> **Task instructions**: Rewrite the lines of the items below with "yellow trash bin" replaced by "blue trash bin", keeping everything else the same and omitting the pictures.

Location identification items:

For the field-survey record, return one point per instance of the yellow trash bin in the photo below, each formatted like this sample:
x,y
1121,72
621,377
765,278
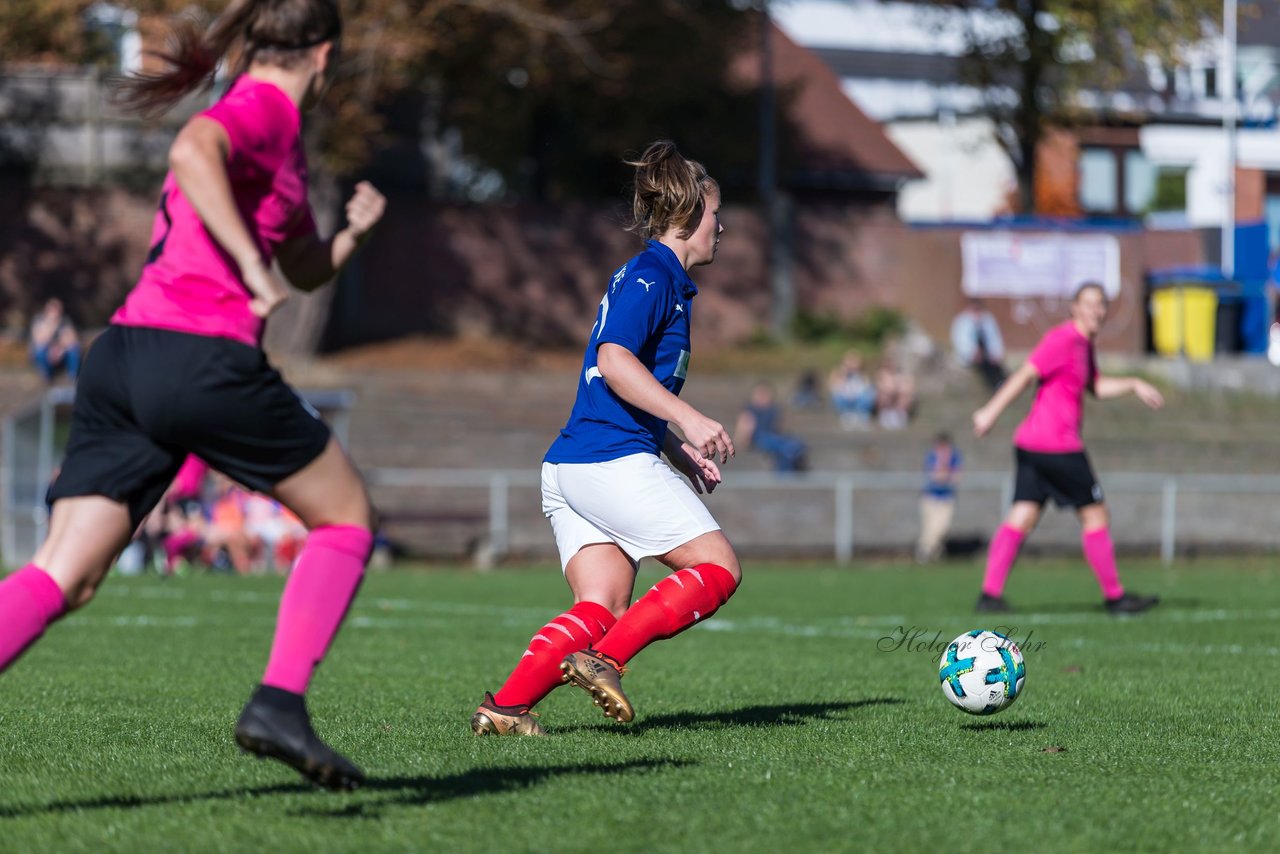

> **Solution to the exercise**:
For the field-survey record, return one point per instance of the blue trash bin in the photo below, each formatted like this sample:
x,y
1121,72
621,377
765,278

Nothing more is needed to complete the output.